_Brano citato_:
________

La Bottega del caffè, tenuta da un greco, in cui:

“primieramente si beve un caffè che merita veramente il nome di caffè: caffè vero, verissimo di Levante …che chiunque lo prova, quand’anche fosse l’uomo…. Il più plumbeo della terra, bisogna che per necessità si risvegli e almeno per mezz’ora diventi uomo ragionevole…; in essa bottega chi vuol leggere trova sempre i fogli, le “Novelle Politiche”…l’’’Estratto della Letteratura Europea”…; in essa bottega, per fine, si radunano alcuni uomini, altri ragionevoli, altri irragionevoli, si discorre, si parla, si scherza, si sta sul serio…”

Così Pietro Verri milanese, nel giugno 1764, descriveva nel primo numero della celebre rivista letteraria “Il Caffè” l’atmosfera tipica di queste botteghe che da ormai quasi un secolo erano in inarrestabile sviluppo nelle città e cittadine della penisola. Le parole del letterato sono più attuali che mai: riescono infatti a ricreare anche con l’olfatto e l’udito quei momenti di piacevole, leggero e cordiale incontro tipici dei veri “caffè”, cosa ben diversa dai frettolosi “bar”: un incontro talvolta superficiale, ma che si apre all’improvviso in squarci di profondità umana e culturale che fanno uscire dal caffè leggermente diversi e più vivi di quando ci siamo entrati.

MA QUALE È LA STORIA DEL “CAFFÈ”, UNA REALTÀ CITTADINA CHE OGGI STA VIVENDO UNA NUOVA GIOVINEZZA?

Non è stata ancora studiata approfonditamente: ne parleremo qui per brevi colpi di pennello.
Luoghi dove incontrarsi insieme intorno a una bevanda calda per scambiarsi quattro chiacchiere o approfondite discussioni probabilmente esistono fin dall’età delle caverne: gli antenati più diretti dei “nostri” caffè vanno visti però nei locali di ambiente islamico, che fin dal quattrocento (alla Mecca per primi, sembra) si vedo spuntare un po’ ovunque nella città: vi si riunivano uomini (e anche donne, pare!) per sorseggiare la bibita (rigorosamente senza zucchero), ma anche per giocare, parlare, ascoltare musica. “Generalmente in questi kahvehane vi sono vari violinisti o flautisti, e musicanti che sono salariati dal padrone della caffetteria per far musica e cantare buona parte della giornata e servire attrazione.” (1)
I commerci portano il caffè e il suo mondo in Europa: dal 1640 a Venezia, a Marsiglia dal 1654, intorno al 1669 a Parigi, a Londra dal 1662, a Francoforte nel 1689, e così via. Uno dei più celebri caffè di Parigi fu messo in piedi da un italiano, il siciliano Procopio, che dopo il 1686 allestì in Rue des fossèe-Saint-Germain, di fronte alla Comèdie Française, un locale in due ambienti, arredato con specchi, tavoli in marmo, e lampadari in cristallo. Il Cafè Procope è giunto fino al ‘900, seppur trasformato in ristorante. (2)

________

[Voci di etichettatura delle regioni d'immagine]
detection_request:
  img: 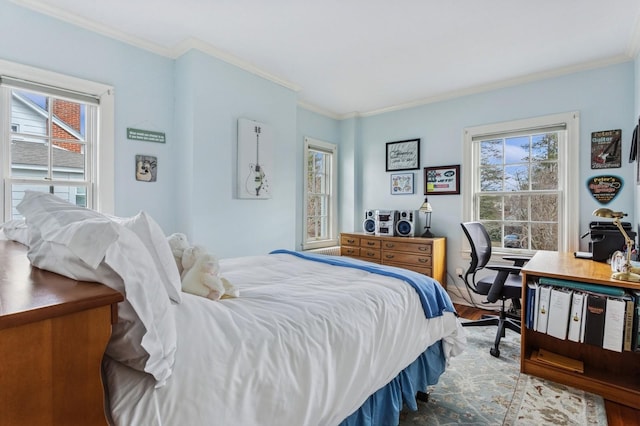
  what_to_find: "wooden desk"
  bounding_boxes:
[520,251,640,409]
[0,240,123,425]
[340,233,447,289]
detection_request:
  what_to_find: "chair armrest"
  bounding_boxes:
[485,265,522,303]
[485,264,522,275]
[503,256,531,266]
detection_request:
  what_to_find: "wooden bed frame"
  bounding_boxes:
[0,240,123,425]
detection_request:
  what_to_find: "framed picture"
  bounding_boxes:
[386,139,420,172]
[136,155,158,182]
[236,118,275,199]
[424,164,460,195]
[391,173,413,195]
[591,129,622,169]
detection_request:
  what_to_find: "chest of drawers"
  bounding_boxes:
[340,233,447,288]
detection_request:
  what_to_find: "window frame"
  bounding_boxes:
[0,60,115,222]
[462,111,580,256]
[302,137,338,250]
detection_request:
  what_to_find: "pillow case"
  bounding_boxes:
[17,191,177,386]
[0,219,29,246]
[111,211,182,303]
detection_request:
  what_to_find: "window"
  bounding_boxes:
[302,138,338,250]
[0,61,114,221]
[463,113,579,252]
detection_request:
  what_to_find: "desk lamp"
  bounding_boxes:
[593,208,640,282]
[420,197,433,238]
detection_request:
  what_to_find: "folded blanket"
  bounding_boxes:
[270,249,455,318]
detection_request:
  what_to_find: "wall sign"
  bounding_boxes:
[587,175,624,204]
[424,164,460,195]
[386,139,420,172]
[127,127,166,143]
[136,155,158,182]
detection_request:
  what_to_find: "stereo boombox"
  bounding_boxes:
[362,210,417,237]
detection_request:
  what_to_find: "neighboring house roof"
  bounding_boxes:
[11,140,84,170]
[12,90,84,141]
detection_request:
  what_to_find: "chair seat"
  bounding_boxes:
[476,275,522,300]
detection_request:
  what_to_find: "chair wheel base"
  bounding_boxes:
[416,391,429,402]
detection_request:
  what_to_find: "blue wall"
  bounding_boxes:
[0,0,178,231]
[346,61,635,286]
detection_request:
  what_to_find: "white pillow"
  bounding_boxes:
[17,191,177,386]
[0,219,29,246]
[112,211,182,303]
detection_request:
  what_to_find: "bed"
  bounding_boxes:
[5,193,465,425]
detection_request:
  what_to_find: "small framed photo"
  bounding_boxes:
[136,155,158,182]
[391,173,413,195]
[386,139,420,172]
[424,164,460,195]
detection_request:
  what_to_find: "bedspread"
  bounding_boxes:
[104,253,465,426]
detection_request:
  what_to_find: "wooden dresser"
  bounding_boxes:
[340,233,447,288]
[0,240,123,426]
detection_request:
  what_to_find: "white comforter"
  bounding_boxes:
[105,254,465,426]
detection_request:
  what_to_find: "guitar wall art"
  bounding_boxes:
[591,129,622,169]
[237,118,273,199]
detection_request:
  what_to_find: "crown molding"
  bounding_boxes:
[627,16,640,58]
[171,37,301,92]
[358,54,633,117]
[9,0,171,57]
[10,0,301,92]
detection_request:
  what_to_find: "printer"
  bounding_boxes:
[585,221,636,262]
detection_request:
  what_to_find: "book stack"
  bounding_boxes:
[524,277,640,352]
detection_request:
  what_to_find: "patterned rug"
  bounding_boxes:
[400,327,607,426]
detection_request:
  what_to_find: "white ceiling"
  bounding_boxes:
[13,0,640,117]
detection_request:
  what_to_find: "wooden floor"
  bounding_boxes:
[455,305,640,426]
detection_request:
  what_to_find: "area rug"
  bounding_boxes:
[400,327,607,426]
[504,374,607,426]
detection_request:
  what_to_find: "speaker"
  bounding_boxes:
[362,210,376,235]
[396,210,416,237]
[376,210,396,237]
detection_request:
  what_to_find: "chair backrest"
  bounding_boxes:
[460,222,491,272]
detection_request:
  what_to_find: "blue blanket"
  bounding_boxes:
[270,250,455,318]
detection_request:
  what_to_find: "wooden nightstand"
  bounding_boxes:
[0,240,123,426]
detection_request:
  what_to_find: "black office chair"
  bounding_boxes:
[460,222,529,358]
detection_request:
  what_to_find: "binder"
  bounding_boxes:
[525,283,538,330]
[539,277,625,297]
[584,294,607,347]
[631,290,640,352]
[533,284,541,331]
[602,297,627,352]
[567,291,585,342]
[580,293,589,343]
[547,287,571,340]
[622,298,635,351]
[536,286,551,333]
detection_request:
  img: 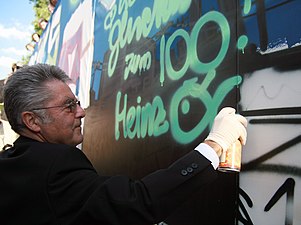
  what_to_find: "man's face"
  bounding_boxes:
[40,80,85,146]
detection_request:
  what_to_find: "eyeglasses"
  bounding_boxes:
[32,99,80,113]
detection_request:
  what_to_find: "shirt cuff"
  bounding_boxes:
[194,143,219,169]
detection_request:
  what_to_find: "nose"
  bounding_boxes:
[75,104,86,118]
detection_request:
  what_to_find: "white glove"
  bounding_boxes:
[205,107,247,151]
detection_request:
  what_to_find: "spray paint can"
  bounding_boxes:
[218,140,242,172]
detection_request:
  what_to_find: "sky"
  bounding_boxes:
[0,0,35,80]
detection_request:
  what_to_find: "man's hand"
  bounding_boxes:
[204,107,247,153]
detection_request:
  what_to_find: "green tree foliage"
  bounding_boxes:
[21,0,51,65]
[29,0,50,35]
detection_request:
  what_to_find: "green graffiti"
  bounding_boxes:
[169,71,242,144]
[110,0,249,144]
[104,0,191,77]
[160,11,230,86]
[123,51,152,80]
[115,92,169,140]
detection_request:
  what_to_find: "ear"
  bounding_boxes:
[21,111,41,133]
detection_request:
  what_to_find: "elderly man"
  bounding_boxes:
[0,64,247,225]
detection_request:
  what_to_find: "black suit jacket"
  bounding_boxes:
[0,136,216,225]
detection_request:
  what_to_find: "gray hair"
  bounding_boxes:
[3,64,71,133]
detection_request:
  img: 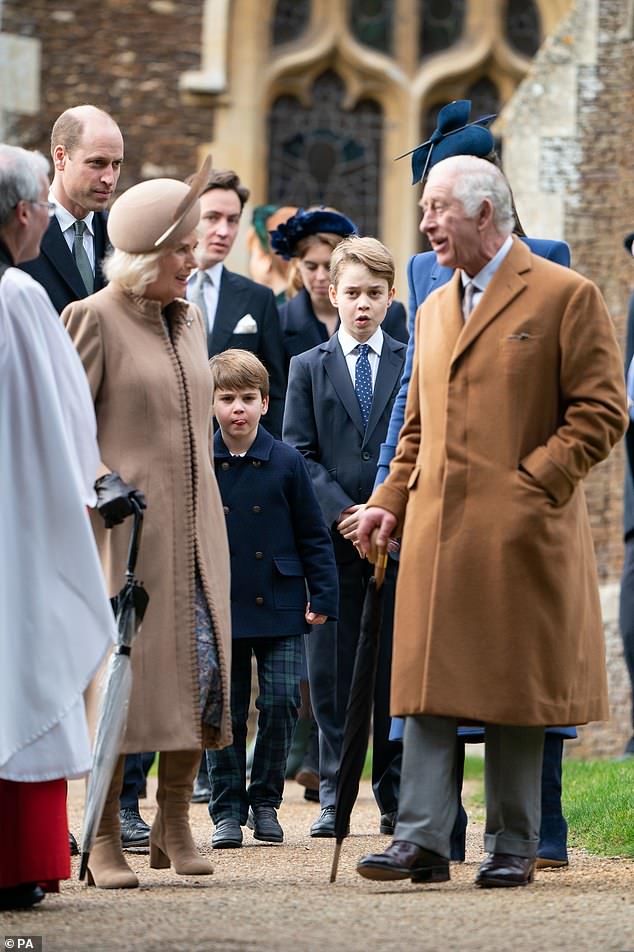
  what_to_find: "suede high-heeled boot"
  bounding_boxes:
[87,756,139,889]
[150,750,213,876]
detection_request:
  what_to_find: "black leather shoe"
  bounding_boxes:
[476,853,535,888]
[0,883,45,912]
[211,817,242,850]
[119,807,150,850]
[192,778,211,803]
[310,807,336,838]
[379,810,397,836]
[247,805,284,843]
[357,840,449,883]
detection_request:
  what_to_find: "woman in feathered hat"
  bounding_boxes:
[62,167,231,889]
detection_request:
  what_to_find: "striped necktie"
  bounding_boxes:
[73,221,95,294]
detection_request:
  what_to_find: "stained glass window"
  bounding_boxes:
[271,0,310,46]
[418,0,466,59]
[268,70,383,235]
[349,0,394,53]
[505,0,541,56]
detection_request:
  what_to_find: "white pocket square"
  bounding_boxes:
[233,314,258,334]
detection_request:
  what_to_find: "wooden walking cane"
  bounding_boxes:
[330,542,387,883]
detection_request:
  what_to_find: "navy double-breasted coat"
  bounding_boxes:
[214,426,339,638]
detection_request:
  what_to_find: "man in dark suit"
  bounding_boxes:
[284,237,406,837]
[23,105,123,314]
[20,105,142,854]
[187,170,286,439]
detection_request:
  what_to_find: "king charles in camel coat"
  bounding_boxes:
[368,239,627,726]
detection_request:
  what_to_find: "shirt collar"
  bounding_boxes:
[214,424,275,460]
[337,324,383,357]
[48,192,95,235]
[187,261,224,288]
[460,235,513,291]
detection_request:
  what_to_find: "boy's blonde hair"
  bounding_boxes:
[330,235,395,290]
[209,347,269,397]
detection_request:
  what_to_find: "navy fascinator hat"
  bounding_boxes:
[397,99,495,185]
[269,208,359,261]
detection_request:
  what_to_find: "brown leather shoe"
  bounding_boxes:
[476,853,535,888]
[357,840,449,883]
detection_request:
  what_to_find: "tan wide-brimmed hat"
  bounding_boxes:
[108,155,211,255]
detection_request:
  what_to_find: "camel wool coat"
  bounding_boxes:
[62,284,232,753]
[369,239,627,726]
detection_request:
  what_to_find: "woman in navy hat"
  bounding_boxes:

________

_Compiti ed esercizi_:
1) Rispondi in base al brano citato sulla storia del caffè:
(a) In quale mese e anno Pietro Verri pubblicò la sua descrizione nel primo numero de "Il Caffè"?
(b) Da quale anno il caffè è presente a Venezia?
(c) Di quale origine era Procopio, che aprì uno dei più celebri caffè di Parigi?
2) Nei record, dall'inizio fino alla riga che contiene "[503,256,531,266]" inclusa, rinomina "what_to_find" in "oggetto_cercato" lasciando invariato tutto il resto. Restituisci solo queste righe, senza le immagini.

_Risultati per compito_:
1)
(a) Giugno 1764.
(b) Dal 1640.
(c) Era siciliano.

2)
detection_request:
  img: 
  oggetto_cercato: "wooden desk"
  bounding_boxes:
[520,251,640,409]
[0,240,123,425]
[340,233,447,289]
detection_request:
  oggetto_cercato: "chair armrest"
  bounding_boxes:
[485,265,522,303]
[485,264,522,275]
[503,256,531,266]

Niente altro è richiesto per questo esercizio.